● **Work request**
Between the line containing "Exercise. Pin every instance of the small" and the line containing "Exercise. Pin every instance of the green leaf" lies a run of lines; give that run again exactly, with both of those lines, and nothing else from the entries below.

● **Data to examine**
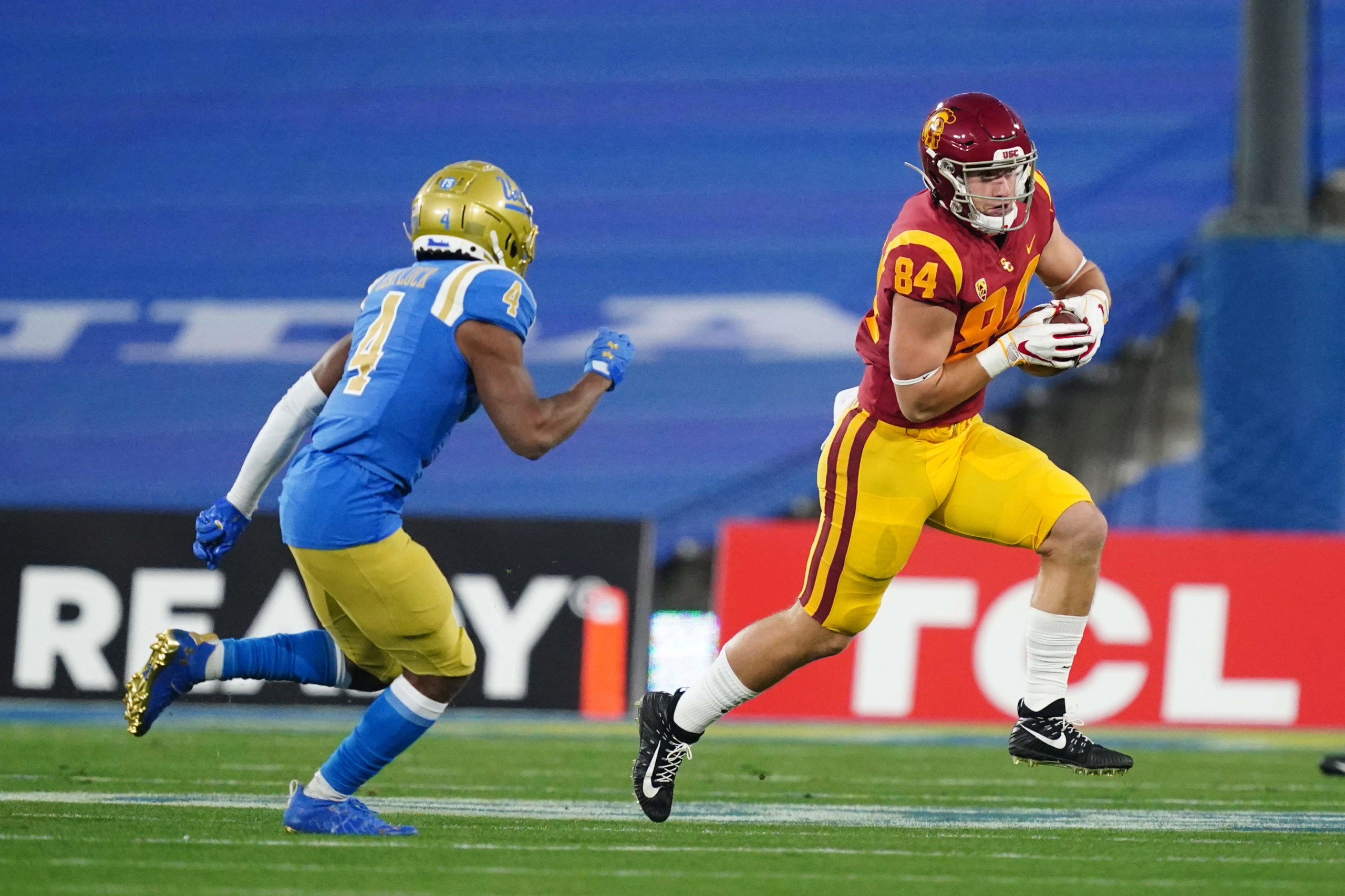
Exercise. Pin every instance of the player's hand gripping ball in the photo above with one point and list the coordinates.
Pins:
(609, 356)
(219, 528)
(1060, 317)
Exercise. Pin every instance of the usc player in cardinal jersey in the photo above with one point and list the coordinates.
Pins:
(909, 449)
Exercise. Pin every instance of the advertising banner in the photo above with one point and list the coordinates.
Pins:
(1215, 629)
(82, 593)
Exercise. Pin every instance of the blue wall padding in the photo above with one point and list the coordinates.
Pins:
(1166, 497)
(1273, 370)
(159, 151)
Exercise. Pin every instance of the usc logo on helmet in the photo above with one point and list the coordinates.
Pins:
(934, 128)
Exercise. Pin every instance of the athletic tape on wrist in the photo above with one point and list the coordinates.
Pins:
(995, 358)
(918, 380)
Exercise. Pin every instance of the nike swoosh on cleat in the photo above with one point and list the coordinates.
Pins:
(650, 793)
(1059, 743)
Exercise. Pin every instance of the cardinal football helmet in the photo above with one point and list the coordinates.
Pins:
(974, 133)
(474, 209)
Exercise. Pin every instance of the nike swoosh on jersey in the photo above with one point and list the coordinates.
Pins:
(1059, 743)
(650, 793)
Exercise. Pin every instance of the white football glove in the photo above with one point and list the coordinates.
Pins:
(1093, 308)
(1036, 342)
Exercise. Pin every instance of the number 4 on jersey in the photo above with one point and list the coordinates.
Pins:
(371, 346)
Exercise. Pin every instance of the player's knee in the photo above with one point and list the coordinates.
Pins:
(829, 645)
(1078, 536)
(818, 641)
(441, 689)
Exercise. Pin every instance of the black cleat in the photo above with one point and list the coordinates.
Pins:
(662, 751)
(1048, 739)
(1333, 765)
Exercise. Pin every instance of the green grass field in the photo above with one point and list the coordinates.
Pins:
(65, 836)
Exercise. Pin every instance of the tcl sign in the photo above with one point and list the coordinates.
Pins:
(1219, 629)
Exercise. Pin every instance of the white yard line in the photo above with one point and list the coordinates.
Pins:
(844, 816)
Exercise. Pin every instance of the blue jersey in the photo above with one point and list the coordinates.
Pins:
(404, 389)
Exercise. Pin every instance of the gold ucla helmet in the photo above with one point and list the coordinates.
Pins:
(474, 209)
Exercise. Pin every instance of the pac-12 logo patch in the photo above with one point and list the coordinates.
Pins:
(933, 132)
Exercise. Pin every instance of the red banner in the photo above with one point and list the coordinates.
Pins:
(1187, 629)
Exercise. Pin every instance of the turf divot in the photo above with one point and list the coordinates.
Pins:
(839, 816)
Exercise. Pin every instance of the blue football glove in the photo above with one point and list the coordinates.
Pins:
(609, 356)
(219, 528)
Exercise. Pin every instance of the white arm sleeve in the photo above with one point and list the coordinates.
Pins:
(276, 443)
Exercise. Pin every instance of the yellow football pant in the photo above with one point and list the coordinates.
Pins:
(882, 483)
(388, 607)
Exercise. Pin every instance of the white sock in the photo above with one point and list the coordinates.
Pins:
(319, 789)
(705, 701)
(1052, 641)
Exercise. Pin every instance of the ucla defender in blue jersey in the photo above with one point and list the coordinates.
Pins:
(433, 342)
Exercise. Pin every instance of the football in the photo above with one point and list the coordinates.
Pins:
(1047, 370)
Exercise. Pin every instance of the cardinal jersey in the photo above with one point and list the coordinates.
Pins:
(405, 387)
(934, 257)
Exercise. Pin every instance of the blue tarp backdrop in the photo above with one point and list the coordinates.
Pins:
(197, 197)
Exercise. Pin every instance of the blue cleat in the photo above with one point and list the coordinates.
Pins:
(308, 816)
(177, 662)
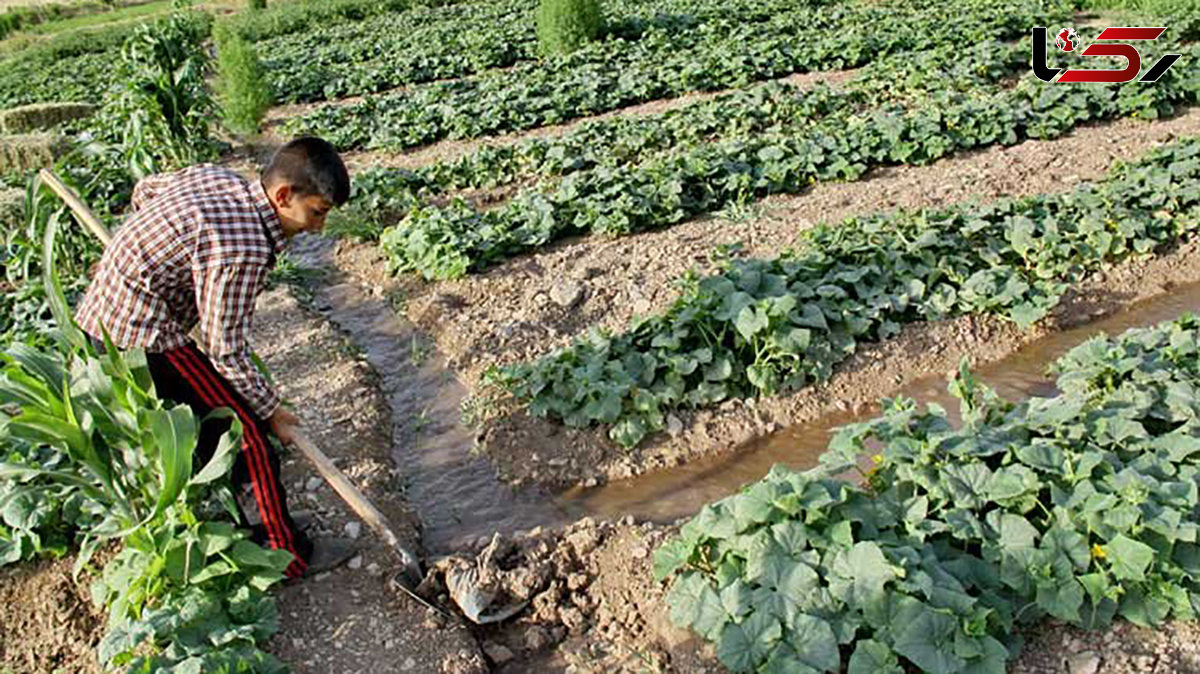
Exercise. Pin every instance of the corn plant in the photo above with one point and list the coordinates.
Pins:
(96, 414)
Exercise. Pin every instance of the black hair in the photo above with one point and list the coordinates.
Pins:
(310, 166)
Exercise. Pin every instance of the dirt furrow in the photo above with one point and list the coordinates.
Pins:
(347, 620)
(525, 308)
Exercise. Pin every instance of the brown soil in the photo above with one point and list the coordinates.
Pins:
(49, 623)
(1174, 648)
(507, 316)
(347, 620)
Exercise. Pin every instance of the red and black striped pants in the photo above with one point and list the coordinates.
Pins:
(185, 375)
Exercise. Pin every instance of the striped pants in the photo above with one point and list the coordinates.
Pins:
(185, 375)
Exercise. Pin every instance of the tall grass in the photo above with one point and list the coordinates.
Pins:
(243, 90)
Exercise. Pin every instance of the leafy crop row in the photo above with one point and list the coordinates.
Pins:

==

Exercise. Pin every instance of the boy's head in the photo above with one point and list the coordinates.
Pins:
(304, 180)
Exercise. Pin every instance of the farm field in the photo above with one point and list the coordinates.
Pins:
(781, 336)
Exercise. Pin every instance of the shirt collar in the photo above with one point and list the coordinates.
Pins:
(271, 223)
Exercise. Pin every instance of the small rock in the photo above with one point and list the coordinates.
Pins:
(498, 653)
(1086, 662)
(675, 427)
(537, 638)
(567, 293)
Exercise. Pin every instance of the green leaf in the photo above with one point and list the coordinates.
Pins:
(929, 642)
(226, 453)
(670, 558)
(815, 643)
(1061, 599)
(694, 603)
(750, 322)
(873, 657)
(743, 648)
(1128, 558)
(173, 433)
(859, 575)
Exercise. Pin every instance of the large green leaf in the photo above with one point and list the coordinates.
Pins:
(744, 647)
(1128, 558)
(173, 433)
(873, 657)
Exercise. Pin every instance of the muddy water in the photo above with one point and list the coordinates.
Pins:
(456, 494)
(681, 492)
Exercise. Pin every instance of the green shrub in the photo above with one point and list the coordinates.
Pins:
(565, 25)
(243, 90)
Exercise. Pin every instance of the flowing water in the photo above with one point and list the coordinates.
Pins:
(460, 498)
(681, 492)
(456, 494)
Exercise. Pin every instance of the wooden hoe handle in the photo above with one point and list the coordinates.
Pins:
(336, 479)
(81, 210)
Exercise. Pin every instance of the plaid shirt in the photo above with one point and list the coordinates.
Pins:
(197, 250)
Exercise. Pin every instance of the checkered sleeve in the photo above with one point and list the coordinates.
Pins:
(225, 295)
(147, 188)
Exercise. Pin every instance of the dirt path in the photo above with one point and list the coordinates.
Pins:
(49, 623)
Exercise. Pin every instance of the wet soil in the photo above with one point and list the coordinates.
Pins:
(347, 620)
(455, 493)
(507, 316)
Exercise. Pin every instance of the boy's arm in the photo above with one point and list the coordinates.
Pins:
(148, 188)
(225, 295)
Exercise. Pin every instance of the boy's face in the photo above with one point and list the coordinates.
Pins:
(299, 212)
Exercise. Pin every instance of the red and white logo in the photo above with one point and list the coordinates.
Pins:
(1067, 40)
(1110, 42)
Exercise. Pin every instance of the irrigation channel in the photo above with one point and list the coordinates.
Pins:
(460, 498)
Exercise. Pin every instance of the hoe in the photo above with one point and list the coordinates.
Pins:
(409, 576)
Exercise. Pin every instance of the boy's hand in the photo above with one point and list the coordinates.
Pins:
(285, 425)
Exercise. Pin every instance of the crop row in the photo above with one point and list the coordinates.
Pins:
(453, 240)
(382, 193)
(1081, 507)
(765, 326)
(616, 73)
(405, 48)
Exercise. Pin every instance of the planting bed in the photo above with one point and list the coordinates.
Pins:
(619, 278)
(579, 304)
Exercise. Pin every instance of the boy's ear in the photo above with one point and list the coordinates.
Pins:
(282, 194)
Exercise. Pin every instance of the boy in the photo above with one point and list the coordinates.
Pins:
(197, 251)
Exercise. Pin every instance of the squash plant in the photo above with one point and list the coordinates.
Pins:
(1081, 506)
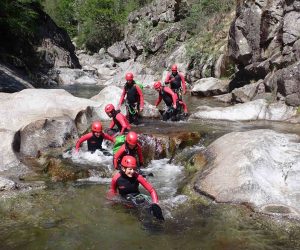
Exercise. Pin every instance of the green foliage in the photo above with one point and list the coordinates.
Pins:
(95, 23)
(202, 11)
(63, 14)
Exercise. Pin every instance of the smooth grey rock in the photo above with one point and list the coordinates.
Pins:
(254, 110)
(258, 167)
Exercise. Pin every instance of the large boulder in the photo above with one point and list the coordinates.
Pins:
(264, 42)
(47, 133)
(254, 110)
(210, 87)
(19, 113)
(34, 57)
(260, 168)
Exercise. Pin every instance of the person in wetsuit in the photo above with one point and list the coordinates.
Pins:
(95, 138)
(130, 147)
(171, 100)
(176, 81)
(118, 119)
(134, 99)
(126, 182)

● **Solution to this exercise**
Exercise. Pin every instance of the small rock in the photo above with one point and list the coordinates.
Pins:
(498, 653)
(1086, 662)
(675, 427)
(537, 638)
(567, 293)
Exercise. Pin every instance of the green leaf in the photo above with one point and list the coordinates.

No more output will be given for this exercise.